▸ **PAGE**:
****************
# Licorice, Pepper, and girls



## moustress (Sep 25, 2009)

Pepper's and Licorice's young girls are now about five weeks old.


----------



## Bridgette Rena (Jan 28, 2011)

Awww. Hehe, egg cartons are so much fun. :lol:


----------



## moustress (Sep 25, 2009)

Yes, it's hard to resist taking pix of the fun! Especially as it's the first 'toy' these girls have had, and I'm glad I didn't wait another day as it already looks like aspen mixed with paper bedding instead of an egg carton sitting on aspen.


----------



## minibears (Jul 30, 2010)

so sweet


----------



## mira_uk (Jan 7, 2011)

That last picture is just too cute  
It makes me want more meeces!


----------



## moustress (Sep 25, 2009)




----------



## icedmice (Oct 4, 2009)
****************
Location identification items
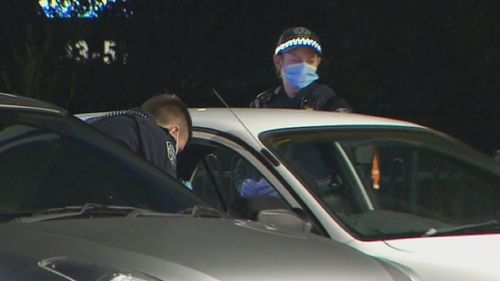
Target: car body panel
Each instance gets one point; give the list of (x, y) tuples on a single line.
[(167, 247), (79, 206)]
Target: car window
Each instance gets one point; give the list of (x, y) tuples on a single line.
[(391, 183), (50, 163)]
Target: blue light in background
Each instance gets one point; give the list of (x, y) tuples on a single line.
[(79, 8)]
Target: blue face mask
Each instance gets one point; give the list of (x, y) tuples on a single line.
[(299, 75)]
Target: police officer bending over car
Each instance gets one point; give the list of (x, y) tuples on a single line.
[(157, 130), (296, 58)]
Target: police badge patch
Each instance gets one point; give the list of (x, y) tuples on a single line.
[(171, 154)]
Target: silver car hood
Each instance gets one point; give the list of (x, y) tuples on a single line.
[(186, 248)]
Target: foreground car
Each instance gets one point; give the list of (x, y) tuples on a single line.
[(391, 189), (77, 206)]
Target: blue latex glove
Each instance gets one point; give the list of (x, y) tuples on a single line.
[(250, 187)]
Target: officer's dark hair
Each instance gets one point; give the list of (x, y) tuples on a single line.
[(167, 108)]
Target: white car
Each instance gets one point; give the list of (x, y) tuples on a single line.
[(388, 188)]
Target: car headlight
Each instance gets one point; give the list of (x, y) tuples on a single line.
[(77, 269), (398, 271)]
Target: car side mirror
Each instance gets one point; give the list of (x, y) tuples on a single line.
[(284, 218), (363, 154)]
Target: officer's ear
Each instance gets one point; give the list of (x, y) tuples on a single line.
[(173, 129)]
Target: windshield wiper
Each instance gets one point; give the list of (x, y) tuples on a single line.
[(88, 209), (462, 228), (201, 211)]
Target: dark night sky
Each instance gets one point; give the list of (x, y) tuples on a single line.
[(431, 62)]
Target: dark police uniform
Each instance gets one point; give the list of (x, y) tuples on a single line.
[(139, 131), (315, 96)]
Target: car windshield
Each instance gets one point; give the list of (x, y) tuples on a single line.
[(384, 183), (51, 162)]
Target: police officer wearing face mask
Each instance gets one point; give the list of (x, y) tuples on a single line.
[(296, 58), (157, 130)]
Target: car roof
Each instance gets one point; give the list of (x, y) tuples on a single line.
[(260, 120), (25, 103)]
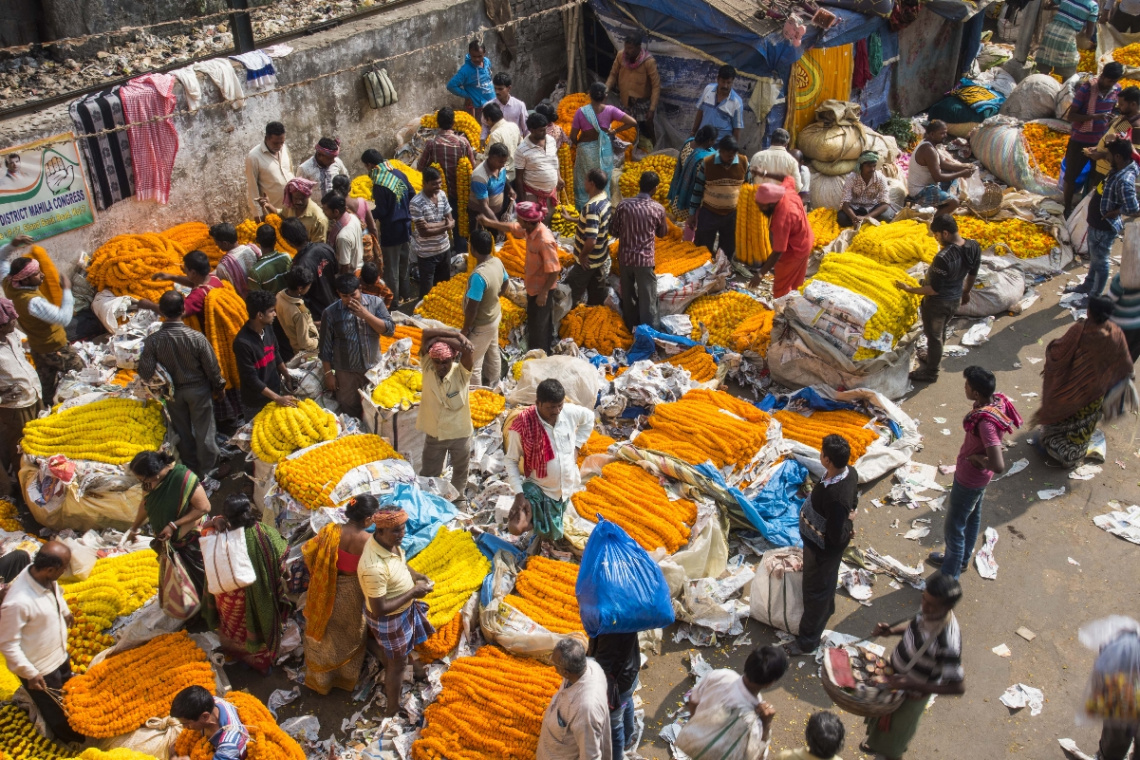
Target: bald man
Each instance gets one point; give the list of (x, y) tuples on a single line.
[(33, 635)]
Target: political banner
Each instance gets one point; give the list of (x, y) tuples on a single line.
[(42, 189)]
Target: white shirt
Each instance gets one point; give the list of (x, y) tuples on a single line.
[(19, 385), (41, 613), (562, 479), (576, 725)]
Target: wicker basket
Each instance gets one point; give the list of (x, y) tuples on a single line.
[(856, 707)]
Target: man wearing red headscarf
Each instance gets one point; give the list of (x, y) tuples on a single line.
[(791, 236)]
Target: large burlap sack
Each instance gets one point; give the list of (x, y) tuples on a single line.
[(1035, 97)]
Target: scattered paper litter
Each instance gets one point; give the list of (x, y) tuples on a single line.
[(1019, 695)]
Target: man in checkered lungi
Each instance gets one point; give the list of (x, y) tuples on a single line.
[(393, 609)]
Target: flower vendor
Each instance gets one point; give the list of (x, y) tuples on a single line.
[(928, 660), (931, 176), (792, 238), (576, 724), (393, 593), (978, 460), (173, 505), (445, 407), (335, 632), (732, 693), (949, 284), (189, 360), (542, 459), (217, 719), (825, 528), (42, 321), (33, 635), (482, 311), (250, 620)]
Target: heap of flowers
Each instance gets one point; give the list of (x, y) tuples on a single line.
[(1025, 239), (267, 740), (310, 476), (490, 708), (122, 692), (695, 428), (812, 428), (545, 593), (457, 569), (111, 431), (279, 431), (630, 497), (721, 313), (600, 328)]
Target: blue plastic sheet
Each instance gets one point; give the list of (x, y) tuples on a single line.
[(775, 509), (620, 589)]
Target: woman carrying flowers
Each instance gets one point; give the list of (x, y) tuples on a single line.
[(335, 630), (249, 620)]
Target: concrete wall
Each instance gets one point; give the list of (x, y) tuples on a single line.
[(209, 181)]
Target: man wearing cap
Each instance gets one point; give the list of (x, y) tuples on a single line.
[(445, 407), (865, 194), (791, 237), (43, 323), (542, 269), (393, 607)]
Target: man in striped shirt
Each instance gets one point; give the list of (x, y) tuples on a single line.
[(928, 660), (592, 243)]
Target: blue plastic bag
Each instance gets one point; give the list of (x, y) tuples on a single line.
[(620, 589)]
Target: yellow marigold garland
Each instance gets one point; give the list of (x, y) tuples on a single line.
[(122, 692), (111, 431)]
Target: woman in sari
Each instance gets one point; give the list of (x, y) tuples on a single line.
[(173, 505), (249, 620), (1081, 367), (336, 634), (592, 130)]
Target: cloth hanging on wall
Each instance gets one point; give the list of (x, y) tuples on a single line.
[(108, 156), (154, 144)]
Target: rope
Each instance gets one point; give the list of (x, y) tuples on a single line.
[(367, 64)]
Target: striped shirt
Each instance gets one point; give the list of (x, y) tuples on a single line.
[(594, 223), (185, 353), (635, 222), (941, 663), (347, 341), (231, 737)]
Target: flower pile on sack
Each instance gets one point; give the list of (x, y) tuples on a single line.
[(600, 328), (122, 692), (267, 740), (695, 428), (898, 244), (811, 430), (279, 431), (490, 708), (630, 497), (722, 313), (1025, 239), (117, 586), (464, 123), (310, 477), (194, 236), (457, 568), (754, 233), (400, 390), (754, 334), (1047, 146), (127, 264), (545, 593), (111, 431), (486, 406)]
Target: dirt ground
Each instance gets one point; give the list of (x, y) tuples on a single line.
[(1039, 583)]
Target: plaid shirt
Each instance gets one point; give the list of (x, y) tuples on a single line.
[(1120, 194)]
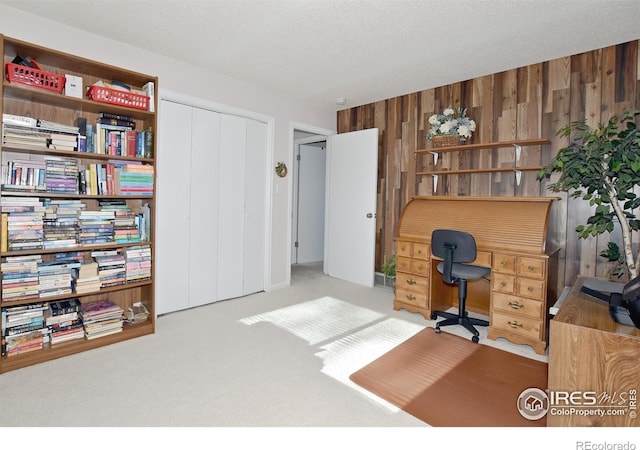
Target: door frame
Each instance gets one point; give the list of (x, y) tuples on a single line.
[(295, 229), (165, 94), (318, 133)]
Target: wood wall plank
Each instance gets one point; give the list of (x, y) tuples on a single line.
[(524, 103)]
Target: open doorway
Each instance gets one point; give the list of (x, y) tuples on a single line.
[(309, 186)]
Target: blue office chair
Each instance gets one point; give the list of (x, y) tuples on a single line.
[(457, 248)]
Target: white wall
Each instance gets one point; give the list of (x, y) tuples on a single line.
[(193, 81)]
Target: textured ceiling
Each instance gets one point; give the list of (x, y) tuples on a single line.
[(363, 50)]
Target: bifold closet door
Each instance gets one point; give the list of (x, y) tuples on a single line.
[(204, 206), (255, 204), (187, 244), (233, 140), (241, 222), (173, 209)]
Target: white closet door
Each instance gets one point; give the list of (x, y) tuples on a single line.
[(233, 138), (203, 229), (172, 240), (255, 207)]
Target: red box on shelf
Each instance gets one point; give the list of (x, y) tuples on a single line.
[(34, 77), (116, 97)]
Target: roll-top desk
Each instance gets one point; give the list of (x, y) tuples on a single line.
[(510, 234)]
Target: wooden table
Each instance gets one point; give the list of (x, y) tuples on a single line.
[(592, 356), (511, 237)]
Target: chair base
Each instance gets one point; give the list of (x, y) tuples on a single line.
[(458, 319)]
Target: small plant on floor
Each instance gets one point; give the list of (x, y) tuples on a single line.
[(389, 268)]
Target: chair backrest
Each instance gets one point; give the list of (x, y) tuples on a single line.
[(453, 247), (461, 244)]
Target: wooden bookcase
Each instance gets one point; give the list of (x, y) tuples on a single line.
[(35, 102), (516, 168)]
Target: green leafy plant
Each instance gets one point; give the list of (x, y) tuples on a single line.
[(602, 166), (389, 266)]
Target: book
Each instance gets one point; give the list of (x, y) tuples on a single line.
[(149, 89)]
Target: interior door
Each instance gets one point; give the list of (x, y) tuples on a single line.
[(311, 179), (231, 220), (203, 221), (172, 239), (352, 173)]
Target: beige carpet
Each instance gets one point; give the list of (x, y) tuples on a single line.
[(448, 381)]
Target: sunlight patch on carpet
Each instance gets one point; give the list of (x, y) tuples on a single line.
[(318, 320), (348, 354)]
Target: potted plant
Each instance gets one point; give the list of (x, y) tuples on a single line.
[(602, 166), (389, 271), (453, 125)]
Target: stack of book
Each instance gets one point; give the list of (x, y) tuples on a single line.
[(137, 313), (61, 175), (55, 277), (138, 263), (112, 269), (101, 318), (23, 329), (25, 230), (24, 175), (64, 321), (61, 223), (23, 130), (88, 279), (20, 279), (63, 141), (125, 224), (96, 227), (24, 135), (133, 179)]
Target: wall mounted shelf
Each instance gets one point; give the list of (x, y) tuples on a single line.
[(516, 144)]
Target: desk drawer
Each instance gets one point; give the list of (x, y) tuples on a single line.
[(503, 283), (404, 248), (421, 251), (531, 267), (512, 304), (411, 297), (530, 288), (403, 264), (504, 263), (519, 325), (411, 283), (413, 250), (420, 266)]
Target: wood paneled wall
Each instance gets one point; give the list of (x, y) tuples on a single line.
[(524, 103)]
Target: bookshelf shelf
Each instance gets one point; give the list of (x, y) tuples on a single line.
[(517, 145), (123, 197)]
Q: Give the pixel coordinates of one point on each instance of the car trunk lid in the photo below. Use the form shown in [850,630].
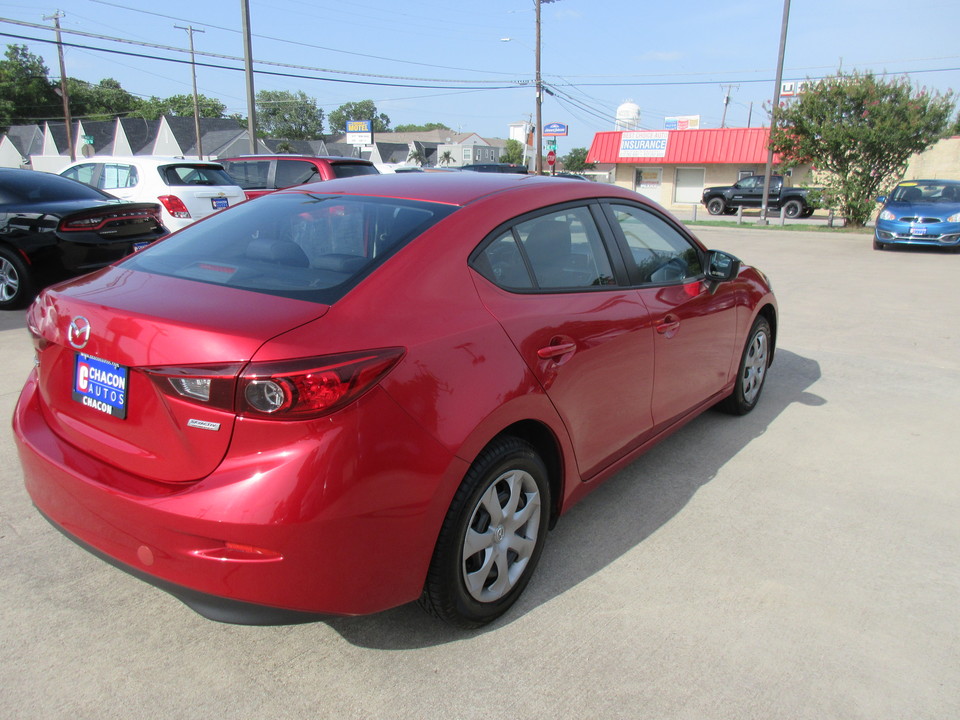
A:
[98,340]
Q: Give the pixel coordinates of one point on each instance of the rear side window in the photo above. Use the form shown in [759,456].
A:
[659,252]
[298,245]
[117,175]
[353,169]
[295,172]
[83,173]
[559,251]
[34,186]
[186,174]
[249,174]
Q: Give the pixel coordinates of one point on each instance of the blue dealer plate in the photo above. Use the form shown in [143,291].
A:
[100,385]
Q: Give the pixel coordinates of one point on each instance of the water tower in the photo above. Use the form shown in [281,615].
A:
[628,116]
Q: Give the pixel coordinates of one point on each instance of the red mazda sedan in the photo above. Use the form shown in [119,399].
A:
[348,396]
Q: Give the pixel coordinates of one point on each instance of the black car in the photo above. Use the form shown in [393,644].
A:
[53,228]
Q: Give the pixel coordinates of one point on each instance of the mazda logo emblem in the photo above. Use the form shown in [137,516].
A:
[78,334]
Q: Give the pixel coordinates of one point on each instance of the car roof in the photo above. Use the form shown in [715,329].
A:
[144,160]
[928,181]
[285,156]
[461,188]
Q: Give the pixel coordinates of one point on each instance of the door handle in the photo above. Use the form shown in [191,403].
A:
[669,325]
[555,351]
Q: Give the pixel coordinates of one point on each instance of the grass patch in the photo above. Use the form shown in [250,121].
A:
[774,224]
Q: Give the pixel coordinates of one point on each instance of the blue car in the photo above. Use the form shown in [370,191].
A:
[920,212]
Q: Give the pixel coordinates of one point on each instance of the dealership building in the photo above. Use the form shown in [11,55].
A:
[672,167]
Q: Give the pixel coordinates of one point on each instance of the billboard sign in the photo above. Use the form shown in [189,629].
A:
[682,122]
[555,129]
[360,132]
[643,144]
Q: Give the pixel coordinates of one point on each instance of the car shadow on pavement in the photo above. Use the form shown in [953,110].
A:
[618,516]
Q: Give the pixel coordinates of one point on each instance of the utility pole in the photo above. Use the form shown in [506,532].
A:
[726,102]
[68,121]
[196,102]
[773,112]
[248,65]
[539,131]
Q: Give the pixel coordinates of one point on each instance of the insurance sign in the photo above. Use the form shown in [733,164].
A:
[643,144]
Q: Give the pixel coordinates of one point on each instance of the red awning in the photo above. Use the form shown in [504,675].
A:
[683,147]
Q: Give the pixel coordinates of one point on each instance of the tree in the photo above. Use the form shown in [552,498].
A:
[861,132]
[363,110]
[426,127]
[513,152]
[576,161]
[103,101]
[26,94]
[416,155]
[283,114]
[179,106]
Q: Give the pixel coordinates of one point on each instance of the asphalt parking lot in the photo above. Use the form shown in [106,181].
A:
[800,562]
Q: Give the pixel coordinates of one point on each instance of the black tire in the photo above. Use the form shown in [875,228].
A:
[492,536]
[716,206]
[752,371]
[793,209]
[16,283]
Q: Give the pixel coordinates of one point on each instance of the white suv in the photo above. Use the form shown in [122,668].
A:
[187,190]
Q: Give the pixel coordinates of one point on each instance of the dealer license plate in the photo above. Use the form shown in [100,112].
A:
[100,385]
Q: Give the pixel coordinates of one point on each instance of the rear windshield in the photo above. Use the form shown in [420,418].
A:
[33,186]
[187,174]
[354,169]
[926,192]
[298,245]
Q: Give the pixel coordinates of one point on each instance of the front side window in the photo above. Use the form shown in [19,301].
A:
[186,174]
[84,173]
[249,174]
[295,172]
[659,252]
[298,245]
[559,251]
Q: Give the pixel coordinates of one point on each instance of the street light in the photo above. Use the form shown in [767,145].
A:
[773,112]
[539,84]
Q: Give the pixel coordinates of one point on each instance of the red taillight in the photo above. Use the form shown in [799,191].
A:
[96,222]
[210,385]
[310,387]
[283,390]
[174,206]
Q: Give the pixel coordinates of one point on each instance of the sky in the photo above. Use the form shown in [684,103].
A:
[451,63]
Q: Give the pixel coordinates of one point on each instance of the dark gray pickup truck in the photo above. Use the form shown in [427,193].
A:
[748,193]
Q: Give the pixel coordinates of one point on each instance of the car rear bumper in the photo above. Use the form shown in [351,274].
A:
[272,534]
[902,234]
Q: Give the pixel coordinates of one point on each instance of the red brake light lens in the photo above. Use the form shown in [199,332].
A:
[310,387]
[174,206]
[284,390]
[96,222]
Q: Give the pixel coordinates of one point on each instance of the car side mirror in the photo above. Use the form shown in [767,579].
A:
[721,266]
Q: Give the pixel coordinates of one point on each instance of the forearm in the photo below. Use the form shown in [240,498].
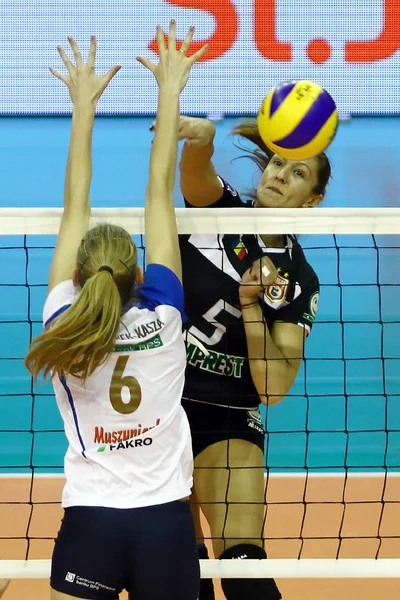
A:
[79,165]
[197,157]
[271,371]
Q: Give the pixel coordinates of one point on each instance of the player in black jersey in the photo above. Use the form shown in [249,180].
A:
[251,302]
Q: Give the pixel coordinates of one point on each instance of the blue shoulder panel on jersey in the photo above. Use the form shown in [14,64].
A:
[161,286]
[57,314]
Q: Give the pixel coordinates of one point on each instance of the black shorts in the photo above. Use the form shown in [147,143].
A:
[210,423]
[151,552]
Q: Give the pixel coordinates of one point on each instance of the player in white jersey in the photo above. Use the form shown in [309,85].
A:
[117,366]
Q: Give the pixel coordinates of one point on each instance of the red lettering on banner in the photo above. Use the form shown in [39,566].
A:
[385,44]
[265,32]
[226,28]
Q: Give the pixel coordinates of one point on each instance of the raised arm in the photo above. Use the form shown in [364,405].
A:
[3,586]
[85,89]
[171,73]
[199,182]
[274,356]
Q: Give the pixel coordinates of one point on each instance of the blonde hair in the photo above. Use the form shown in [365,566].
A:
[81,338]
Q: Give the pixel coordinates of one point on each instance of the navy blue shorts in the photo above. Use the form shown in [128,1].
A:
[151,552]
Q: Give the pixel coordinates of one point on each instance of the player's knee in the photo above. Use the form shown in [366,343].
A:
[206,585]
[256,589]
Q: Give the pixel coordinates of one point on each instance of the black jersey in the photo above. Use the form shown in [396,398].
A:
[213,266]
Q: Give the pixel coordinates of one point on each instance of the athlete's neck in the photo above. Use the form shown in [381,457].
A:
[274,241]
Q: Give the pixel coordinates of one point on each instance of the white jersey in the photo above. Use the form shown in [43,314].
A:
[129,437]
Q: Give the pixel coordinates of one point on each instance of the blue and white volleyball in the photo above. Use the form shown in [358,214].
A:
[298,120]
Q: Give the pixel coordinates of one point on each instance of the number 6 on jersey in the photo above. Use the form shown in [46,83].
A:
[118,382]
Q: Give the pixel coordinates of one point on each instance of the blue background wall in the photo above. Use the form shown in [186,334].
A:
[343,410]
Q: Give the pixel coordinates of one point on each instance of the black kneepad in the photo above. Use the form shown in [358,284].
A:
[246,589]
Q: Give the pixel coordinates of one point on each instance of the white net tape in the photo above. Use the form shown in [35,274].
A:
[319,568]
[42,221]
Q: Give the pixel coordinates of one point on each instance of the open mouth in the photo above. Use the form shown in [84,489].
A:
[274,189]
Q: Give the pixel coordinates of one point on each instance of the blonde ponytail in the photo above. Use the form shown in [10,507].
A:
[82,337]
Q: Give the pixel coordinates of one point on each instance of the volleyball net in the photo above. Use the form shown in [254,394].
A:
[332,447]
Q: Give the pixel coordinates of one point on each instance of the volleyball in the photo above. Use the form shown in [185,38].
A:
[298,119]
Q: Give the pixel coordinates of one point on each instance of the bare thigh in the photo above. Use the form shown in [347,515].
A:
[229,487]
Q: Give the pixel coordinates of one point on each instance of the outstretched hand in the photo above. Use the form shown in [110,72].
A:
[174,66]
[83,84]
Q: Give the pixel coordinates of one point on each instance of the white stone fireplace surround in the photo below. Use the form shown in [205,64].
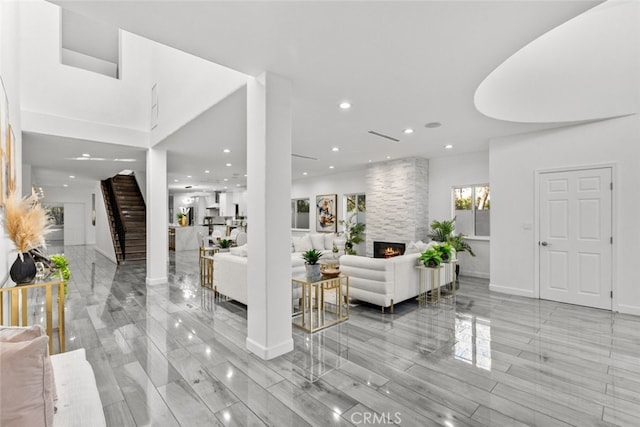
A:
[397,201]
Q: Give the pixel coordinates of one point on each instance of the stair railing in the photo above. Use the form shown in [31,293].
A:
[121,227]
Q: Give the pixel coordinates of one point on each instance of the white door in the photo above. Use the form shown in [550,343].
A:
[575,237]
[74,224]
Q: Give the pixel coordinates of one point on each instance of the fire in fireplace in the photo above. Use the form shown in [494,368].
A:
[387,249]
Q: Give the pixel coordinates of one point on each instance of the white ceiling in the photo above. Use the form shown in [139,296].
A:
[401,64]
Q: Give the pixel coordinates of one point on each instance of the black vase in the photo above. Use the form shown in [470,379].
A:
****************
Continue the forum thread about Pepper, Licorice, and their young girls from the point where it stops.

▸ **FINAL ANSWER**:
You got blazes!

I've got a real soft spot for blazed animals. I'm so dissapointed my tri was a chimera, I must smuggle some if I ever come over. 
I'll make little bra compartments and store one in each boob  .....sounds like a plan  .


----------



## racingmouse (Jan 12, 2011)

Hooray for cardboard egg boxes! :lol: Don`t know what we`d do without them! Very cute mice there moustress.


----------



## zany_toon (Apr 3, 2010)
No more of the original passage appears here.